Brief A:
Rewrite the part of the post on eye symbolism in The Last of Us 2 that opens with the words containing "For me, it’s" and closes with "before he dies.", changing "forgive" to "pardon" throughout.
Brief B:
In the post on eye symbolism in The Last of Us 2, what is the motto of the Fireflys?
Brief C:
Summarize the post on eye symbolism in The Last of Us 2 in two sentences.

Passage given:
--------------------------------------------------

The Last of Us 2 - Symbolism of Eyes
---MAJOR SPOILER WARNING----
I would like to talk about something that really stuck with me after playing The Last of Us 2, and which really made me think a lot. This is gonna be a loong post lol. Not sure anybody will read this.
We know that the motto of the Fireflys is "When you're lost in the darkness, look for the light." Quite obviously, the ongoing problem addressed in The Last of Us 2 is that our characters “have stopped looking for the light.” The game revolves around blind hate, revenge and retaliation. And loss as the origin of those.
Ellie’s journal entries are as dark as can be. Most of them are dedicated to Joel of course. You’ll probably have noticed that she never draws his eyes. All she does is practice drawing eyes a lot. What’s more, she keeps talking about feeling blind herself, she says she’s lost the light.
For me, it’s like she doesn’t see any hope, no joy, no future in which she can find true happiness ever again. She’s *had* this hope. She wanted to forgive Joel for what he did, start anew. They’ve wasted a lot of time because Ellie understandably couldn’t forgive him so easily for what he’s done. At the end of the game, we get to see the last conversation that happened between them, the night before Joel dies. In this conversation, Ellie tells him that she “would like to try” to forgive him. And that’s probably the moment they reconnected after years of distance, tension and resentment. Ellie speaks of this last conversation in one of her early journal entries:
I was thinking about the meaning of Ellie not being able to draw his eyes. One that came to my mind is that whenever she tries to imagine them, all she can see is his disfigured face right before he dies.

--------------------------------------------------

Stored data:
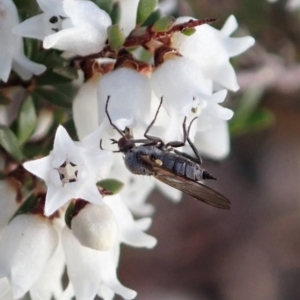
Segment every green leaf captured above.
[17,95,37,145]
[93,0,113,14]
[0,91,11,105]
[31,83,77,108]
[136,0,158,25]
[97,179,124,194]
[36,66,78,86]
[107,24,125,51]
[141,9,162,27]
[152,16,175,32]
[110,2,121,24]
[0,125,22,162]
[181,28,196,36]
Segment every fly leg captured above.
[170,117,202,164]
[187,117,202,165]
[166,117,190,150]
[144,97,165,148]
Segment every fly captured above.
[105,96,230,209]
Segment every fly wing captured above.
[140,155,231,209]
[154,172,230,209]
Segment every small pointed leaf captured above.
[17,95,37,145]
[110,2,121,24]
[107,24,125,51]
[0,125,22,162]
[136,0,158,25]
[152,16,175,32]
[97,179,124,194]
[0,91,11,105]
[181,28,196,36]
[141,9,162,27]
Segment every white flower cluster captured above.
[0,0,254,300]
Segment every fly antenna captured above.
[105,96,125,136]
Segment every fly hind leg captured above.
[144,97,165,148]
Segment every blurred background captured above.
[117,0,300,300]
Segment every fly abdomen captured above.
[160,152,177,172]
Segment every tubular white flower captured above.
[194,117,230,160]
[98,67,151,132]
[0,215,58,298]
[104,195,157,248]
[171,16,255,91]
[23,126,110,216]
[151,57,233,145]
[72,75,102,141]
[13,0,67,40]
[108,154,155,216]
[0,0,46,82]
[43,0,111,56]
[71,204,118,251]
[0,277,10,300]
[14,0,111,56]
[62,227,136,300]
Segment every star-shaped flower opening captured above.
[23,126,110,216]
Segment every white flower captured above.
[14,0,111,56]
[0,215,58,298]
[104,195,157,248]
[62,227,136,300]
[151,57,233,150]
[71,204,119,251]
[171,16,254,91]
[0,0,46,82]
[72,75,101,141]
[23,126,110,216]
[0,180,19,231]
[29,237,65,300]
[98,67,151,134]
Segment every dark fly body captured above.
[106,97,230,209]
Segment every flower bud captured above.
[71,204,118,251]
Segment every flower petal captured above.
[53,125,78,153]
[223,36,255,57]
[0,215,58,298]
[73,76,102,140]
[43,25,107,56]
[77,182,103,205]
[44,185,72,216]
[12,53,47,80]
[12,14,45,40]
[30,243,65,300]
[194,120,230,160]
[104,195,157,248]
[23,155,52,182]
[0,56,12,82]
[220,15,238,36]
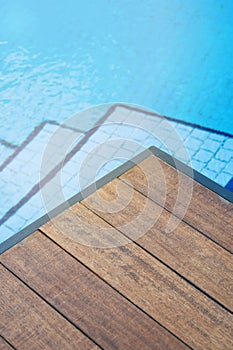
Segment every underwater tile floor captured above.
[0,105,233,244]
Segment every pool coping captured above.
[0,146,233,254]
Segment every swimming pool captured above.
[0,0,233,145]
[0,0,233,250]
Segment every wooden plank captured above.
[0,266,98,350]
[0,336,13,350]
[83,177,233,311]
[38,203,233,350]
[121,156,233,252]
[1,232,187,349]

--------------------------------------------------

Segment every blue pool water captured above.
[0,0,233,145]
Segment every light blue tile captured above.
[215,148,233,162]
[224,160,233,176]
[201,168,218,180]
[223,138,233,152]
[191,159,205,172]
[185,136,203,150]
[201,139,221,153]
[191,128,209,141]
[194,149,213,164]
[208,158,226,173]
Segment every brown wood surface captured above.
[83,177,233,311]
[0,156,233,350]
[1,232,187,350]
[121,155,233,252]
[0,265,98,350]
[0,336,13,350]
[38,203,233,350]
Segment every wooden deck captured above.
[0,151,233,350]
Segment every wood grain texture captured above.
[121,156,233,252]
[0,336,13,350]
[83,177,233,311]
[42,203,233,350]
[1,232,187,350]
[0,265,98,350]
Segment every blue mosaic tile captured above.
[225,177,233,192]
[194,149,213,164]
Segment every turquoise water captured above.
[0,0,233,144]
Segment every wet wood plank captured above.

--------------------------------------------------

Exercise answer A:
For me, it’s like she doesn’t see any hope, no joy, no future in which she can find true happiness ever again. She’s *had* this hope. She wanted to pardon Joel for what he did, start anew. They’ve wasted a lot of time because Ellie understandably couldn’t pardon him so easily for what he’s done. At the end of the game, we get to see the last conversation that happened between them, the night before Joel dies. In this conversation, Ellie tells him that she “would like to try” to pardon him. And that’s probably the moment they reconnected after years of distance, tension and resentment. Ellie speaks of this last conversation in one of her early journal entries:
I was thinking about the meaning of Ellie not being able to draw his eyes. One that came to my mind is that whenever she tries to imagine them, all she can see is his disfigured face right before he dies.

Exercise answer B:
"When you're lost in the darkness, look for the light."

Exercise answer C:
The post argues that The Last of Us 2 centers on characters who have stopped looking for the light, driven by blind hate, revenge and loss, and it notes that Ellie's journal practices drawing eyes yet never draws Joel's. It connects this to Ellie losing the hope she had found the night before Joel died, when she told him she would like to try to forgive him, and suggests that whenever she imagines his eyes she can only see his disfigured face right before he dies.